Request
Switch "Locate" to "Mark" in everything below from the line containing "Q: Locate a point on each instance of the sepia" down through the end of the items, changing nothing else. Leave the pictures out of your answer.
--
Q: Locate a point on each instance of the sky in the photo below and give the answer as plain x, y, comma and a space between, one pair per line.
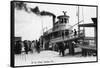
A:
30, 26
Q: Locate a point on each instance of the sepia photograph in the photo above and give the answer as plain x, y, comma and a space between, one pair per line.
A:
52, 33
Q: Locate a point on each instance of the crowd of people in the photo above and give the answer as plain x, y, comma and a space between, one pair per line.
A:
26, 46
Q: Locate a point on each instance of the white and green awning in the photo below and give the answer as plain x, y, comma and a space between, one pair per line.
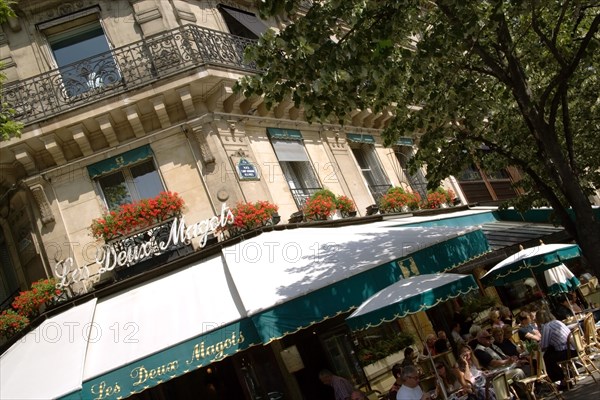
--
Task output
Q: Mark a point on each instance of the sepia photograph in the photo above and give the answer as plain x, y, comma and a space between, one pair per line.
A:
52, 33
Q: Mark a point on each instance of the crowd of people in the photo above and give the answer as plain x, y, comma and a space between, one pair per line.
A:
26, 46
Q: Mark a point on each instance of the white and green awning in the photo below and give the answer as plain x, y, comma and a space between, one pair per line.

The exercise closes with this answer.